# Exercises:
a) Extract the passage on earthquake stress transmission from "Researchers are intrigued, though" to "this softer layer.", copying it word for word.
b) Write the next part of the article on how earthquake stress travels through the asthenosphere, picking up after its final sentence.

Researchers are intrigued, though not yet completely convinced. "It
could be right," says tectonophysicist Wayne Thatcher of the USGS, "but
I think it has a ways to go before being a persuasive argument."

Researchers have long recognized a potential transmission route for
long-distance messages among faults: the thin layer of soft rock at
depths of 80 kilometers or more called the asthenosphere. There,
temperature and pressure combine to soften rock so that, although still
solid, it slowly flows over decades. The more rigid tectonic plates
that make up Earth's surface, such as the great Pacific Plate,
glide along on this softer layer.

But plates don't slide smoothly at their edges. They stick to each
other, build up stress, and then jerk forward in earthquakes. The quake
redistributes stress nearby, adding stress in some places and relieving
it in others. For example, between 1952 and 1965, four great quakes
struck along the Aleutians and the Kamchatka Peninsula, where the
Pacific Plate is diving beneath the North American Plate. After each
quake, the Pacific Plate adjusted to the new plate positions
immediately, stretching like a sheet of rubber and triggering flow in
the asthenosphere below. Spreading outward through the asthenosphere
like the ripple of a pebble dropped in a pond, the wave created by this
flow could transmit the stress induced by the quakes.

"That [stress] wave has to exist," says Bürgmann. "The only question is
how strong is it?" To find out, the group created a computer simulation
of elastic plates, ductile asthenosphere, and large earthquakes in the
northern North Pacific. In the model, the stress wave generated by the
quakes moved southward across the Pacific and northward under the
Arctic Ocean at a rate that depended on the viscosity of the
asthenosphere. When researchers plugged in a viscosity that Romanowicz
calls "reasonable but a bit on the low side" of current estimates, the
crest of the stress wave entered the eastern Arctic Ocean in the 1970s;
it passed off British Columbia around 1975, and California around 1985.

# Extracted material:
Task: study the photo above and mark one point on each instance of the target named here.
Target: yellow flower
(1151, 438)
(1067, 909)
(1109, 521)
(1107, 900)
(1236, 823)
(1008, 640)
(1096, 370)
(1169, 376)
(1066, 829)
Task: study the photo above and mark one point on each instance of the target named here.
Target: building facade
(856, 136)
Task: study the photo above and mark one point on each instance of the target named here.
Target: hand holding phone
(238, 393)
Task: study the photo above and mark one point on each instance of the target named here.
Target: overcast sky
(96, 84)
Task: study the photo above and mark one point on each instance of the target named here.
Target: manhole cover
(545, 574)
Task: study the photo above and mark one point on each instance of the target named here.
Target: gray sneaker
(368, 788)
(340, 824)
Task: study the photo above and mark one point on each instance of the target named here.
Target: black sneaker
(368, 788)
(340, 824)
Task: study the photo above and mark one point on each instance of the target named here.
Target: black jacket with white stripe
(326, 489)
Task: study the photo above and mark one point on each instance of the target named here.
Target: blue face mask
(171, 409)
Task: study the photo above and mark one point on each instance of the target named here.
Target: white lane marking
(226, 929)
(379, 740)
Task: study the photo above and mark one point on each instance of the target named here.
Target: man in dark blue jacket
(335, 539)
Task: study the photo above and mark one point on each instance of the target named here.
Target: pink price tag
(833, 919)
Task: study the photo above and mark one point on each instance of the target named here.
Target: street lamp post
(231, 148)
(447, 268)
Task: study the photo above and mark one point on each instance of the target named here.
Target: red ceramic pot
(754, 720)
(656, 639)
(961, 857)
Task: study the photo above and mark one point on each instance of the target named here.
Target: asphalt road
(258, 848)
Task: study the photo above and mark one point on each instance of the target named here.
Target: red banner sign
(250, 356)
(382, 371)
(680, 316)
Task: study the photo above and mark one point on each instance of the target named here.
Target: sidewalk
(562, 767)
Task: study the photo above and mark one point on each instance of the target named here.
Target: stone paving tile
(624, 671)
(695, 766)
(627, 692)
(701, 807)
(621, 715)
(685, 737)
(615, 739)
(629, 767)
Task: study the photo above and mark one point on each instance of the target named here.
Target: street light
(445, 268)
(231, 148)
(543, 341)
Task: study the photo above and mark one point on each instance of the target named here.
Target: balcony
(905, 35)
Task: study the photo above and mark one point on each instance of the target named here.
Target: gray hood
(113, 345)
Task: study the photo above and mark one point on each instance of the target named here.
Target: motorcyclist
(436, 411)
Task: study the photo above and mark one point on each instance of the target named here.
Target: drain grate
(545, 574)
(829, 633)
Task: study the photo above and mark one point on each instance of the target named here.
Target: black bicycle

# Task-by-task outputs:
a)
Researchers are intrigued, though not yet completely convinced. "It
could be right," says tectonophysicist Wayne Thatcher of the USGS, "but
I think it has a ways to go before being a persuasive argument."

Researchers have long recognized a potential transmission route for
long-distance messages among faults: the thin layer of soft rock at
depths of 80 kilometers or more called the asthenosphere. There,
temperature and pressure combine to soften rock so that, although still
solid, it slowly flows over decades. The more rigid tectonic plates
that make up Earth's surface, such as the great Pacific Plate,
glide along on this softer layer.

b)
Wherever the wave passed, it briefly accelerated plate motions, which
could have spurred earthquake activity.

The timing is a good fit to surges of seismic activity, say Pollitz and
his colleagues. According to the model, the wave may have triggered the
surge of magnitude 5 and greater quakes observed in the eastern Arctic
Basin in the 1980s. To the south, the wave's progress--marked by
accelerations of only a couple of millimeters per year--could be seen
in pulses of increased seismicity in Northern California in the 1970s
and Southern California in the 1980s.

Even the types of earthquakes seemed to fit stress-wave triggering,
says the group. The Southern California seismicity mostly took the form
of quakes on faults other than the San Andreas. The sides of these
faults move chiefly up and down rather than sideways, as the San
Andreas does. That feature of the seismicity was noted in 1995 by
seismologists Frank Press of the Washington Advisory Group in
Washington, D.C., and Clarence Allen of the California Institute of
Technology in Pasadena, who speculated that a stress wave oriented to
favor vertical fault motions might be responsible. The wave set off by
the great Alaskan quakes fits the bill, Pollitz's team says. "The
whole thing seems to hang together," says Press.

But others point out that the correlation of the passing wave with a
flurry of seismicity could be chance. "There have been many interesting
patterns in seismology that have turned out to be wonderful
coincidences," says seismologist Lucile Jones of the USGS in Pasadena.
And the stress wave, dampened by distance, seems too weak to trigger
quakes, other researchers say. The extra strain added by the wave would
be "really small," says Thatcher, perhaps a factor of 10 smaller than
what's assumed to trigger quakes at short range.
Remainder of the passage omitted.